START Provided data
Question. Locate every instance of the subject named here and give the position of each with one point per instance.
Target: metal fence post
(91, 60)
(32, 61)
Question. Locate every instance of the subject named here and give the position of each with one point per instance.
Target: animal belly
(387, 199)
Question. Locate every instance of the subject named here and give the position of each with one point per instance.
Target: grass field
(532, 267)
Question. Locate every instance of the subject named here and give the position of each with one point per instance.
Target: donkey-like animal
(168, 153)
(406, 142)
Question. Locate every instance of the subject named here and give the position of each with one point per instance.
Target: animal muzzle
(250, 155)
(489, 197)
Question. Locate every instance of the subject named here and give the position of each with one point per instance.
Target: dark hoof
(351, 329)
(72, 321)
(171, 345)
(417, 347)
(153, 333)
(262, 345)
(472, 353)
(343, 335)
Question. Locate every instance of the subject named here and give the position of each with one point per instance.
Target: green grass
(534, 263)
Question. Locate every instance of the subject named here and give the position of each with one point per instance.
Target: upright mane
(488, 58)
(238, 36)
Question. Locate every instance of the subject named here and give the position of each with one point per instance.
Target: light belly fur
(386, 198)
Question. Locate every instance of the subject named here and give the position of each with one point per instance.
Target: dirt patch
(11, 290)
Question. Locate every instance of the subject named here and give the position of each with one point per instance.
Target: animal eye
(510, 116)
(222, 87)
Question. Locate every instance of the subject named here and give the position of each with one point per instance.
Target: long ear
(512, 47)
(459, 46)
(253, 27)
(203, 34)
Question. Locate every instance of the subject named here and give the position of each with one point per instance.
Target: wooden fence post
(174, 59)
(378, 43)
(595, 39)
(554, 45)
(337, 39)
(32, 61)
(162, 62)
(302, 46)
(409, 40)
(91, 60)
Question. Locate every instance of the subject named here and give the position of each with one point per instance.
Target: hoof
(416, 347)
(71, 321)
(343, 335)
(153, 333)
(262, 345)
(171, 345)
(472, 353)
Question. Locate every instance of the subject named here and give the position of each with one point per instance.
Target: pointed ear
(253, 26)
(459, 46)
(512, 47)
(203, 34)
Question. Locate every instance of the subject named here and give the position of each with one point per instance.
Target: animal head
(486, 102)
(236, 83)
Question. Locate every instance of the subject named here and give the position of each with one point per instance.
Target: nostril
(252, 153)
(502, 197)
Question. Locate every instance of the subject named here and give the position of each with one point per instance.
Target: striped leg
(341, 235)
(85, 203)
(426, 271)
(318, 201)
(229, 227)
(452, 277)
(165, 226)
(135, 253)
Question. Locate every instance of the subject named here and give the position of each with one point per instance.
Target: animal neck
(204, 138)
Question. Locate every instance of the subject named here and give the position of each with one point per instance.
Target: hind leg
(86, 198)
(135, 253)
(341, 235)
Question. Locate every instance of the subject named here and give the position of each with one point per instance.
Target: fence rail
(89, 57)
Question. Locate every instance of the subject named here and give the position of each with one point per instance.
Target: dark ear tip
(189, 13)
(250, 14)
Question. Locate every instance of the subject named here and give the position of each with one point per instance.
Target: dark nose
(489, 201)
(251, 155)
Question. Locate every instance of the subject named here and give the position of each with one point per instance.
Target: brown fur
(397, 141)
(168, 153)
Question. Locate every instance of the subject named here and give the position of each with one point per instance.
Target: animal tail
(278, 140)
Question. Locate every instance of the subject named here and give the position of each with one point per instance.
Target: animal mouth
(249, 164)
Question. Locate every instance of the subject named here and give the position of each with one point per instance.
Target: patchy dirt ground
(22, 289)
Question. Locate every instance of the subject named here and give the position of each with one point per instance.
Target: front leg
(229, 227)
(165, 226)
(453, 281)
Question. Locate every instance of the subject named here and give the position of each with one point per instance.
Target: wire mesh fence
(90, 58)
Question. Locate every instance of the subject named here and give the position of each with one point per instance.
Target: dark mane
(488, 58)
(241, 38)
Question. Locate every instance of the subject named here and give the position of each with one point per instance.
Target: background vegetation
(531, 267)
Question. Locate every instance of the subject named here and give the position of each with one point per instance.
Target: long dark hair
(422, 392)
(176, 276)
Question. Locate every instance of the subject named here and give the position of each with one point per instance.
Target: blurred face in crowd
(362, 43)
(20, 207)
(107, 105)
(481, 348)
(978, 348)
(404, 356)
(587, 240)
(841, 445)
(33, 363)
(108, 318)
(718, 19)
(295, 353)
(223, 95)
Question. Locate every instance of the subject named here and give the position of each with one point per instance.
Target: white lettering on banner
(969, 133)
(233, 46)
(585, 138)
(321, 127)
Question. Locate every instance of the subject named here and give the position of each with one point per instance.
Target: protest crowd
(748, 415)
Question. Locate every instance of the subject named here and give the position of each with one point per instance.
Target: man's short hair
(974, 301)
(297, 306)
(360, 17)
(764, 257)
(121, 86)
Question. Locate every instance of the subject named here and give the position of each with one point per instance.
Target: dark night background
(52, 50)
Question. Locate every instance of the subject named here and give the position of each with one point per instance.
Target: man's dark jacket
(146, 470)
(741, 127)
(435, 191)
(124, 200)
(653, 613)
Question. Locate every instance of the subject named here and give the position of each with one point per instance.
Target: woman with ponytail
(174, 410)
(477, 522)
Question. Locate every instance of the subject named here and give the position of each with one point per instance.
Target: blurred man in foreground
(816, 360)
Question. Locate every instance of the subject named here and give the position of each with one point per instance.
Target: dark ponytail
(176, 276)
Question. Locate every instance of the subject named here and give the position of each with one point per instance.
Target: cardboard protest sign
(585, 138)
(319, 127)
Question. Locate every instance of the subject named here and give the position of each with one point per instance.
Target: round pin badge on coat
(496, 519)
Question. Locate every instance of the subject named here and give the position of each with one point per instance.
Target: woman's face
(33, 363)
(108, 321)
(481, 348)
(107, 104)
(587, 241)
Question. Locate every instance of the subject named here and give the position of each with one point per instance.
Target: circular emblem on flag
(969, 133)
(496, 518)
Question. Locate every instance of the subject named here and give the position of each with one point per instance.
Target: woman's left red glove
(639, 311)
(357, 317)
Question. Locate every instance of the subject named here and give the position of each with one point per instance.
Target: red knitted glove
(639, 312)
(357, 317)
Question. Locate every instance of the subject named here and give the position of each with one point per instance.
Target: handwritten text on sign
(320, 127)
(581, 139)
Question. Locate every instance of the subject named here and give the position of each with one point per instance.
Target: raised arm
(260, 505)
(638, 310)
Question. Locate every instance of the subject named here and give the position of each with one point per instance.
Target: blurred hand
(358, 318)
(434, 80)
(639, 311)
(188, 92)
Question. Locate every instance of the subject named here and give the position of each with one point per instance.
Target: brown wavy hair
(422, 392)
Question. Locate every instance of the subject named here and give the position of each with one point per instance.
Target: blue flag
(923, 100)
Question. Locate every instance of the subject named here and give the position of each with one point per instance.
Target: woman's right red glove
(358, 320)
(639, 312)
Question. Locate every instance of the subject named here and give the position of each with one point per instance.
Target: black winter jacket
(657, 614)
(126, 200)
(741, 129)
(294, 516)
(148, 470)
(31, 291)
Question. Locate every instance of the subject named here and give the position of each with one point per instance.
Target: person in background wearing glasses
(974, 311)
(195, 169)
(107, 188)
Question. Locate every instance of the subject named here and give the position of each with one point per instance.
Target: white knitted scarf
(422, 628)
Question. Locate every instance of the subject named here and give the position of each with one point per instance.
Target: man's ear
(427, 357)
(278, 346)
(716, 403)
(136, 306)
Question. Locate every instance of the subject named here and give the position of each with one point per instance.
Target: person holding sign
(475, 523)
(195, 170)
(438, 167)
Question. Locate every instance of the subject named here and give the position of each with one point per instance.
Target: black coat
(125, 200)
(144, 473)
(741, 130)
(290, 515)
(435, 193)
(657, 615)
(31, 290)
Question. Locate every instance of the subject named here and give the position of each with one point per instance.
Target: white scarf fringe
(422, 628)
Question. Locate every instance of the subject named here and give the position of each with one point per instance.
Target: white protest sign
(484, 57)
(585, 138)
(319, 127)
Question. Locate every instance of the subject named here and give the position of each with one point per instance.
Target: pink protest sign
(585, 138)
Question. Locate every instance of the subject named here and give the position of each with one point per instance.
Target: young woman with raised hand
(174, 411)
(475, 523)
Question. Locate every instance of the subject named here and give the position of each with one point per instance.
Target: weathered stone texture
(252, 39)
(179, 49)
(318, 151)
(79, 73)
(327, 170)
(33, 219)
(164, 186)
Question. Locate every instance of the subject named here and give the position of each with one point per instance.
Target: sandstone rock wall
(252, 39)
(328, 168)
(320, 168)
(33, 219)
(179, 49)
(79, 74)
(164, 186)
END Provided data
Pick out and copy every line of the items above that contains the word "flag". Case counts.

Target: circular emblem on flag
Target: blue flag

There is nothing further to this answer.